▸ **GIVEN PROBLEM**
Take the material and output all of it exactly.

>> START MATERIAL SHOWN

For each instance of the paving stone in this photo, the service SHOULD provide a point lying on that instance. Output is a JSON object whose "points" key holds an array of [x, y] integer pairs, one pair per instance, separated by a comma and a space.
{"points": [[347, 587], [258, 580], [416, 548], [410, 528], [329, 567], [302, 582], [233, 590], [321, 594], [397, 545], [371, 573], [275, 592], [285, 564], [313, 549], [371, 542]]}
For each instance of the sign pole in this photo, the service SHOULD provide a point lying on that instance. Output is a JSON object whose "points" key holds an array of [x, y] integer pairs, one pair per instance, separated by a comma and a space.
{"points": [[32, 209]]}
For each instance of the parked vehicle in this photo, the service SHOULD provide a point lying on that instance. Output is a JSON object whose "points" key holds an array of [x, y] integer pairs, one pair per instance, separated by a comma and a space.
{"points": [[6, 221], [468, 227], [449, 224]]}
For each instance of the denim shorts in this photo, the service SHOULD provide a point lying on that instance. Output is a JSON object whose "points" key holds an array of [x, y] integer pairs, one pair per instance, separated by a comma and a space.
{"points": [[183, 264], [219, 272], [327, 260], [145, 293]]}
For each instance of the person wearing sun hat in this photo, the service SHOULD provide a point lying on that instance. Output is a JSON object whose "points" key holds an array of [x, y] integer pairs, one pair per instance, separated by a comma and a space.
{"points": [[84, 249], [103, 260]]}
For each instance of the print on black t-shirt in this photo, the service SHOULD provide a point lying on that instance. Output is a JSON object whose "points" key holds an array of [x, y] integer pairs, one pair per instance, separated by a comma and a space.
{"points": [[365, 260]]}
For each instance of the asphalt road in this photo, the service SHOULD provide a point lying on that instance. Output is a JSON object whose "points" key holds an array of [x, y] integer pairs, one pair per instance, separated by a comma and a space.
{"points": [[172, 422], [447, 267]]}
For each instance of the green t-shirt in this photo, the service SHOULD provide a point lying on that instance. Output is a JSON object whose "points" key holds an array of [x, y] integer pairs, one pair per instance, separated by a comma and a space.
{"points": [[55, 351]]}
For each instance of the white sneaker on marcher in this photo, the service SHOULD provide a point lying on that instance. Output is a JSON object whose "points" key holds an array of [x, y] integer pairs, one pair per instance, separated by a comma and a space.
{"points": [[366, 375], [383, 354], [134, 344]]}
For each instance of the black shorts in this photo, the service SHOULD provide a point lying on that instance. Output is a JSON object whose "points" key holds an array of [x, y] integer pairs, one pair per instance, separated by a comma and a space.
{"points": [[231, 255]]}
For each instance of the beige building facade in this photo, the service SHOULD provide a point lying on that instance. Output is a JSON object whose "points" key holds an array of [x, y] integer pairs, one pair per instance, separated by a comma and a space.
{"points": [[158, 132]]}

>> END MATERIAL SHOWN

▸ **RESPONSE**
For each instance of the paving stone in this photo, the service SHOULD provide a point lying on that instance. Output is a JSON object whose "points" key holds an array of [x, y] integer pairs, one pair per instance, separated by a comma and a space.
{"points": [[347, 587], [258, 580], [416, 548], [410, 528], [329, 567], [302, 582], [233, 590], [321, 594], [397, 545], [371, 573], [275, 592], [285, 564], [313, 549], [371, 542]]}
For each instance of the sign pole in this photo, the service SHOULD provide a point lying on that instance. Output is a JSON object whose "points" key holds an array of [x, y] integer pairs, one pair per instance, separated by a comma and a space.
{"points": [[32, 209]]}
For each instance of the parked vehicle in this photo, the service SHOULD provide a point lying on that instance. Output is a JSON object whose "points" key holds an array of [x, y] integer pairs, one pair per instance, separated by a comma and a space.
{"points": [[6, 221], [468, 227], [449, 224]]}
For each instance of the denim shorts in this photo, the service SHOULD provide a point lying on that instance. Output is a JSON object whose "points" key holds an array of [x, y] integer pairs, one pair per instance, separated by a comma and a space.
{"points": [[183, 264], [219, 272], [327, 260], [145, 293]]}
For each instance of the person wearing sun hat in this photo, the service SHOULD provide a point lying on that instance. Output is a JSON object whose "points" key holds an array of [x, y] integer pairs, one pair per instance, separated by a comma and a space.
{"points": [[84, 249], [103, 260]]}
For each instance of the print on black t-shirt in this photo, the service SHOULD provide a point lying on that instance. Output is a JSON object whose "points" key holds an array of [x, y] integer pairs, one pair per instance, separated by a comma and a space.
{"points": [[365, 260]]}
For each instance of the asphalt road in this photo, the service SHOULD provide a point lying on that instance. Output is a JSON object whose "points" key holds an array of [x, y] integer pairs, one pair per instance, separated by a comma and a space.
{"points": [[172, 422], [447, 267]]}
For each instance of the green t-shirt in this photo, the service SHOULD provide a point lying on that instance. Output is a JSON object whose "points" key holds an array of [x, y] integer pairs, one pair per instance, separated by a comma and a space.
{"points": [[55, 351]]}
For each instance of the white sneaker on marcher in this photo, the service SHOULD provide a point lying on that instance. Output is a JSON object whose "points" key holds an array of [x, y] integer pairs, one pair per instance, separated by a comma and a space.
{"points": [[366, 375], [383, 354], [134, 344]]}
For each instance of the black shorts in this photo, the service SHOULD provide a point lying on that instance. Output is a JSON object whose "points" key holds an array of [x, y] integer pairs, one pair per instance, separated by a comma and a space.
{"points": [[231, 255]]}
For each instance of the beige building facade in this photo, the service SHOULD provide a point lying on that instance. Output is a JSON object whose "points" key holds an array of [x, y] integer pairs, one pair per instance, separated by a comma and a space.
{"points": [[158, 132]]}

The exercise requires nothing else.